§ SOURCE MATERIAL
────────

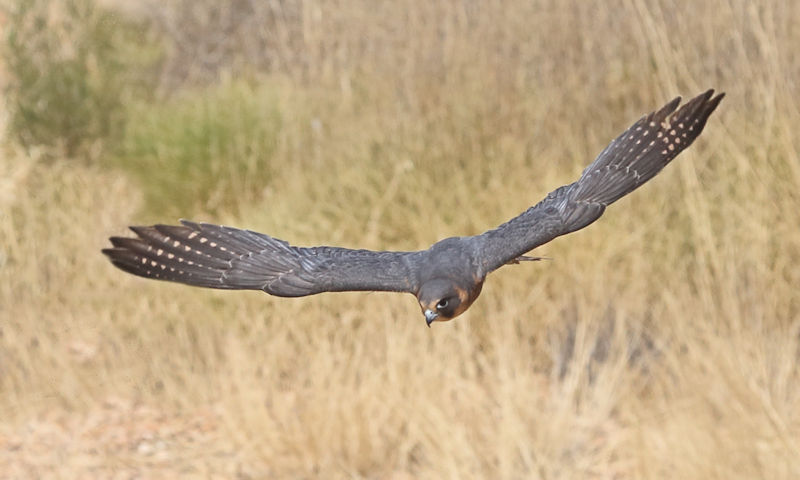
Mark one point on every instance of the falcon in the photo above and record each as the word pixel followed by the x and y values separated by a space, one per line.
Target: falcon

────────

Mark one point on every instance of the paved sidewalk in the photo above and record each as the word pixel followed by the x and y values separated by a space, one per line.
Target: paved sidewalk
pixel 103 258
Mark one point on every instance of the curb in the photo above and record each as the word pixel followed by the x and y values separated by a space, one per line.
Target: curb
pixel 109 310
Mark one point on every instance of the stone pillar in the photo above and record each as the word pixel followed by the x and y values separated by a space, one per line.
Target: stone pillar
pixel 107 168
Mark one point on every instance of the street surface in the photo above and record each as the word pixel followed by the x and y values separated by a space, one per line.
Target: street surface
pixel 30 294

────────

§ INSTRUCTIONS FOR THE TASK
Among the lines above, please find those with "separated" and copy them.

§ SOLUTION BELOW
Mark one point on every instance of the falcon in the photo above and record each as the word pixel followed by the x and y values separated by a space, one per line.
Mark one point on every instance of the paved sidewalk in the photo above and record each as the word pixel followed by the x and y values separated by a space, one per line.
Mark one point on every instance of the curb in the photo above and record each as the word pixel followed by the x and y values separated by a space, one per line.
Mark one point on every instance of the stone pillar in the photo above and record each as the word pixel followed by the x and y values separated by a space, one per line.
Mark one point on every instance of the street surface in the photo above and record each as the word pixel followed by the x and y values separated by a space, one per line.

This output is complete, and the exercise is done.